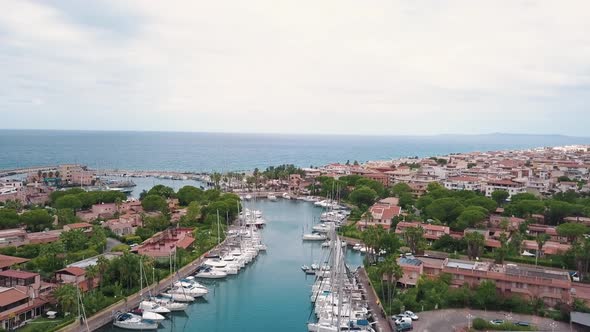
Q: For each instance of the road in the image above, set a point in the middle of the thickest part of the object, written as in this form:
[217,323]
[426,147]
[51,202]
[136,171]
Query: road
[452,320]
[382,324]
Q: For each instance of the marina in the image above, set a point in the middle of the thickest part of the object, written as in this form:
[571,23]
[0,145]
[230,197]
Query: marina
[271,290]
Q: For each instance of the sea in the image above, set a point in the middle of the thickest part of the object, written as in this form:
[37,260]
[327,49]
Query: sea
[206,152]
[271,293]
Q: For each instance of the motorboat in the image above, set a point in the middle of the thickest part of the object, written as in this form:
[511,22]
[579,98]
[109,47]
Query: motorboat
[170,304]
[153,307]
[178,297]
[129,321]
[209,273]
[315,237]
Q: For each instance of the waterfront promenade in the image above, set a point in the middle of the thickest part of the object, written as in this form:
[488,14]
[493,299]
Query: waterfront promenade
[382,323]
[105,316]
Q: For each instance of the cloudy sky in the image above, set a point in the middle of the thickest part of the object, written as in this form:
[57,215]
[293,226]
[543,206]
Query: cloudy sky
[301,66]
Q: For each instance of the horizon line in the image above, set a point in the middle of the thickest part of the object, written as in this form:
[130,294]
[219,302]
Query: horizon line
[295,134]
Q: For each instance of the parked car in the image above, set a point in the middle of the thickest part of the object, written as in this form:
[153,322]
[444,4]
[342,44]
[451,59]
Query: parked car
[403,319]
[403,327]
[411,314]
[497,322]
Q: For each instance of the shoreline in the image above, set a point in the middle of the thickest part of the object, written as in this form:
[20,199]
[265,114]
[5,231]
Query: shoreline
[105,316]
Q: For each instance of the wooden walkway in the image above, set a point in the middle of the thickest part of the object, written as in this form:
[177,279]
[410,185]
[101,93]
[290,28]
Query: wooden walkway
[105,316]
[382,323]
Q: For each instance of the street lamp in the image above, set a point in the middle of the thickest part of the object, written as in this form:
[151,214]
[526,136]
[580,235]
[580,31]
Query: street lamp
[469,316]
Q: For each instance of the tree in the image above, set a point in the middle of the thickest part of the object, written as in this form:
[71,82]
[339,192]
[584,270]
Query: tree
[74,240]
[500,196]
[572,230]
[154,203]
[67,298]
[363,196]
[445,209]
[502,252]
[541,239]
[414,238]
[37,220]
[475,243]
[8,218]
[162,190]
[470,217]
[188,194]
[485,202]
[68,202]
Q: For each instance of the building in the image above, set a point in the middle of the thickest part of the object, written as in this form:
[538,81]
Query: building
[431,232]
[552,286]
[6,262]
[380,215]
[163,244]
[22,298]
[510,186]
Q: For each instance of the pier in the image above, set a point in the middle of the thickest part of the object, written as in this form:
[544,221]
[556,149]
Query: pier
[105,316]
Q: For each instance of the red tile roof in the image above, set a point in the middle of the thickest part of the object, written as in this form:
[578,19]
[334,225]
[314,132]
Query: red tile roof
[8,261]
[73,270]
[11,295]
[18,274]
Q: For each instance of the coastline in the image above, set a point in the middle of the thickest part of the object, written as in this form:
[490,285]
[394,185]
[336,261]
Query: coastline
[105,316]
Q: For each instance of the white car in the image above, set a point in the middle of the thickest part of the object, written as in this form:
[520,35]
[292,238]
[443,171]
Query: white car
[411,314]
[404,319]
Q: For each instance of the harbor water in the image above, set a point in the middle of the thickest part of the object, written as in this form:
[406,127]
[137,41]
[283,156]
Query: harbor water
[271,293]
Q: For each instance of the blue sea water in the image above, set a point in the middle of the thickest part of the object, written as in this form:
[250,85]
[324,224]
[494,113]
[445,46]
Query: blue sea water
[235,152]
[271,293]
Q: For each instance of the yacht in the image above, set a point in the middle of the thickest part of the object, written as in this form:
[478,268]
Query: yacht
[129,321]
[314,237]
[209,273]
[152,306]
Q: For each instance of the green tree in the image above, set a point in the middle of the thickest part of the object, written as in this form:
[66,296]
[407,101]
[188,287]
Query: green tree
[74,240]
[68,202]
[572,230]
[154,203]
[8,218]
[36,220]
[500,196]
[414,238]
[470,217]
[188,194]
[445,209]
[67,298]
[363,196]
[162,190]
[475,244]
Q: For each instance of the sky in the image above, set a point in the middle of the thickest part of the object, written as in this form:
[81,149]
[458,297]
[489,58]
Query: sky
[412,67]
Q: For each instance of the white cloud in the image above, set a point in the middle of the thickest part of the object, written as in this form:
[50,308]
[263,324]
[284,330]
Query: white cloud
[299,66]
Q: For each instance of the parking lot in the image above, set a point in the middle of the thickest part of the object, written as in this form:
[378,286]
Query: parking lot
[452,320]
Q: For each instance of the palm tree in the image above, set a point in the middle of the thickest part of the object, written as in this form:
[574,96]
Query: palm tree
[91,273]
[66,297]
[475,243]
[102,265]
[541,239]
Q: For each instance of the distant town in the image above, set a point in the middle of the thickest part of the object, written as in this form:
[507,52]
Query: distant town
[519,219]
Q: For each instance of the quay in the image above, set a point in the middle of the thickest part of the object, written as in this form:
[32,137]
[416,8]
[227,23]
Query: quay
[105,316]
[382,322]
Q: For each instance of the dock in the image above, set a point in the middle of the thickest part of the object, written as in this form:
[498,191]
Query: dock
[105,316]
[382,322]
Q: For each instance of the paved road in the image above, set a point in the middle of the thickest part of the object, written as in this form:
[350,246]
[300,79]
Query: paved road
[382,324]
[112,243]
[452,320]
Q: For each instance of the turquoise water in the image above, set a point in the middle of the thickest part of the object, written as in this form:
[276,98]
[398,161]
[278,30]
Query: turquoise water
[270,294]
[224,152]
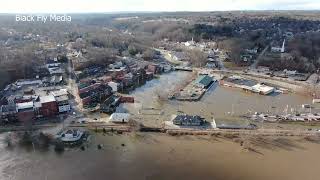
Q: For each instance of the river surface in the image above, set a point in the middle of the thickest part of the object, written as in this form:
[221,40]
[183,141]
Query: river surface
[139,156]
[221,103]
[162,157]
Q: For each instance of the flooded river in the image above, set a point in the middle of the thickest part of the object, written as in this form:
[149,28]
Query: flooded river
[139,156]
[221,103]
[162,157]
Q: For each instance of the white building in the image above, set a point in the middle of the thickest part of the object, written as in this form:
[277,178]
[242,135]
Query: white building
[114,86]
[119,118]
[263,89]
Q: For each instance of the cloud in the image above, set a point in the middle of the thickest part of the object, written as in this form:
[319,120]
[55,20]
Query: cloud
[56,6]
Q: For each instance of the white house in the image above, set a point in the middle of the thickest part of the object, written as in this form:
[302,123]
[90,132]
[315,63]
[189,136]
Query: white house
[114,86]
[119,118]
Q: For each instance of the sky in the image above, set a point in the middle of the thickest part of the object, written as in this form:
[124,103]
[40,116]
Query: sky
[87,6]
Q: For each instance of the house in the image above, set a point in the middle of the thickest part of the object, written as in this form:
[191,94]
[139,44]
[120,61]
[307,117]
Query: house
[246,57]
[177,56]
[252,51]
[94,93]
[203,81]
[119,117]
[49,106]
[278,49]
[110,104]
[263,89]
[25,111]
[8,113]
[188,120]
[63,103]
[155,69]
[114,86]
[61,92]
[290,73]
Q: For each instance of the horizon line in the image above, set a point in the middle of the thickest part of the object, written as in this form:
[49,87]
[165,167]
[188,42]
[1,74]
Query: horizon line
[137,12]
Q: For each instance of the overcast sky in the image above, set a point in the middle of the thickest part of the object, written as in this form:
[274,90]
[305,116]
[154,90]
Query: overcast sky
[74,6]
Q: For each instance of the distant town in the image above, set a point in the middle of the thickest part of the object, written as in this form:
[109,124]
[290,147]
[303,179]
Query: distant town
[87,74]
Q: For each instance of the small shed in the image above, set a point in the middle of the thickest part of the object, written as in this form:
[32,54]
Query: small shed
[119,117]
[203,81]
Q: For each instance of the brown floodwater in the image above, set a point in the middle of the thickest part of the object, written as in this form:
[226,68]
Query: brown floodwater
[222,103]
[160,157]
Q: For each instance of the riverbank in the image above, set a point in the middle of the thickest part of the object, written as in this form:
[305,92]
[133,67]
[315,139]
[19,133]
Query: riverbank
[156,156]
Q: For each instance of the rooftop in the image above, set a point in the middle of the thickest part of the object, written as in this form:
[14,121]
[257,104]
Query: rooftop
[26,105]
[47,99]
[204,80]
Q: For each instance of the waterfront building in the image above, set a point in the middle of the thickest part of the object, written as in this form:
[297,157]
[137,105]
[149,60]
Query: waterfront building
[188,120]
[203,81]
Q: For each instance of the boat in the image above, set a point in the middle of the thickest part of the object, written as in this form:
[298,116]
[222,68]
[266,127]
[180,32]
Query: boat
[70,135]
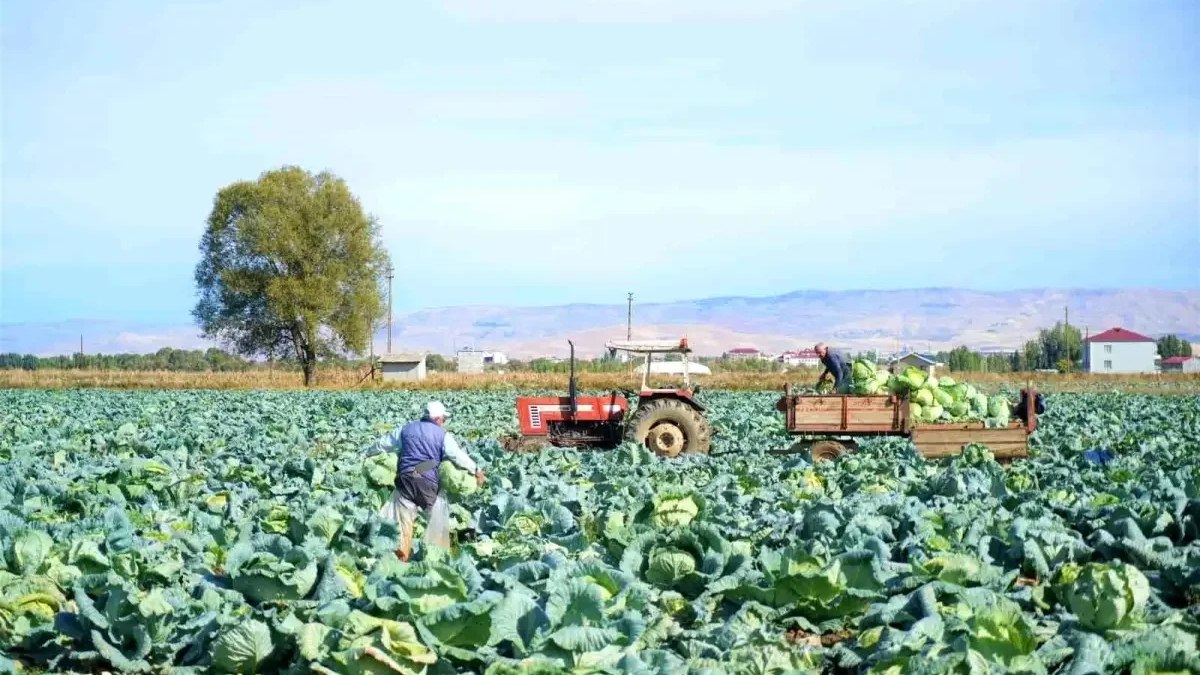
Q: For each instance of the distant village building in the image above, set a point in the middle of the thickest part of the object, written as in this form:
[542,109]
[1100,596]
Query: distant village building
[743,353]
[402,368]
[928,363]
[1181,364]
[1119,350]
[475,360]
[808,358]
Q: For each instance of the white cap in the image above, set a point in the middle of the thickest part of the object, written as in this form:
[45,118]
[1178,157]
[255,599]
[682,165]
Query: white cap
[435,410]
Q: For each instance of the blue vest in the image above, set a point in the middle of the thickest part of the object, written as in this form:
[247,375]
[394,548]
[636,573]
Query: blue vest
[421,441]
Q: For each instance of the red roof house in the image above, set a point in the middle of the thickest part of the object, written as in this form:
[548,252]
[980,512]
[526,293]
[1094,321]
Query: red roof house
[1185,364]
[1119,350]
[1119,335]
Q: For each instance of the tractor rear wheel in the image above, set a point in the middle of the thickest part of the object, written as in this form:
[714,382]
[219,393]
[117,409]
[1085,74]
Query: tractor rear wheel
[827,451]
[669,428]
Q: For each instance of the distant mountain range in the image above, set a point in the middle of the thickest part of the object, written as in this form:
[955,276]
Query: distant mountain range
[925,318]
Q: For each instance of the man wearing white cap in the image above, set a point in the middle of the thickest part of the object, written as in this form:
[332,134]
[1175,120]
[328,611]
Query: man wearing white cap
[421,446]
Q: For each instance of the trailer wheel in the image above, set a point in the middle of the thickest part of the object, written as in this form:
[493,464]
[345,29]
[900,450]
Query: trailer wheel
[827,451]
[670,428]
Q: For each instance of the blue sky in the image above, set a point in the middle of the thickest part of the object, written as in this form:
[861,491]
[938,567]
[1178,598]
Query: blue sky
[671,148]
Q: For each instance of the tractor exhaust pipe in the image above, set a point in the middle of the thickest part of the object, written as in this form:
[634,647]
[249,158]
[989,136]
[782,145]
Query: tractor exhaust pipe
[570,386]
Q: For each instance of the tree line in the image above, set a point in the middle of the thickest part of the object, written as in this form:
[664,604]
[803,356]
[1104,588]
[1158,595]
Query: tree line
[1055,348]
[292,270]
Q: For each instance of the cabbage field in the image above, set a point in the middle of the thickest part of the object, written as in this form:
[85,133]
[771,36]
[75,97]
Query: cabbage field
[238,532]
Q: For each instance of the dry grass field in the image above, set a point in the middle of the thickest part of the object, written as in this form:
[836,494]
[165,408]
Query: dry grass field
[343,380]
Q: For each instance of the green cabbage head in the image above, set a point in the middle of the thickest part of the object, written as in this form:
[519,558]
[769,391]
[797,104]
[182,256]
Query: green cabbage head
[670,565]
[1104,596]
[456,482]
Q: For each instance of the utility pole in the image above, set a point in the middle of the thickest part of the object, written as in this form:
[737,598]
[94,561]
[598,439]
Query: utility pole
[629,320]
[390,275]
[1066,342]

◆ Work instruction: Only output the lines from the one with "Q: For each instance of the tree line" through the end of the entries above, exactly as they are.

◆ Answer to this problem:
Q: For each instance of the tree line in the image above, set a point in the middle of the thickest part of the object, written as in this form:
[664,604]
[803,356]
[1104,588]
[1158,595]
Query: tree line
[1055,348]
[292,270]
Q: For each instance of the cabbage field in the image above, set a point in the middle of the thickest part of the object, written as in this form:
[85,133]
[771,36]
[75,97]
Query: cabbage field
[238,532]
Q: For each instance of the dry grass field in the image above, set a point in the middle of the thickest part of the object, written as in this form:
[836,494]
[165,408]
Query: dry grass field
[343,380]
Q: For each instance of the green cabbage head in the image above, set a point in the middle of the thickest part of the object, written as in this form:
[519,558]
[769,391]
[797,104]
[182,256]
Query: green cabbage head
[670,565]
[1104,596]
[456,482]
Q: For each instance of the utility pole in the image above, set a point in the middle of the thickest part of the object, written as in this form:
[737,598]
[94,561]
[598,439]
Query: utility pole
[629,320]
[390,275]
[1066,342]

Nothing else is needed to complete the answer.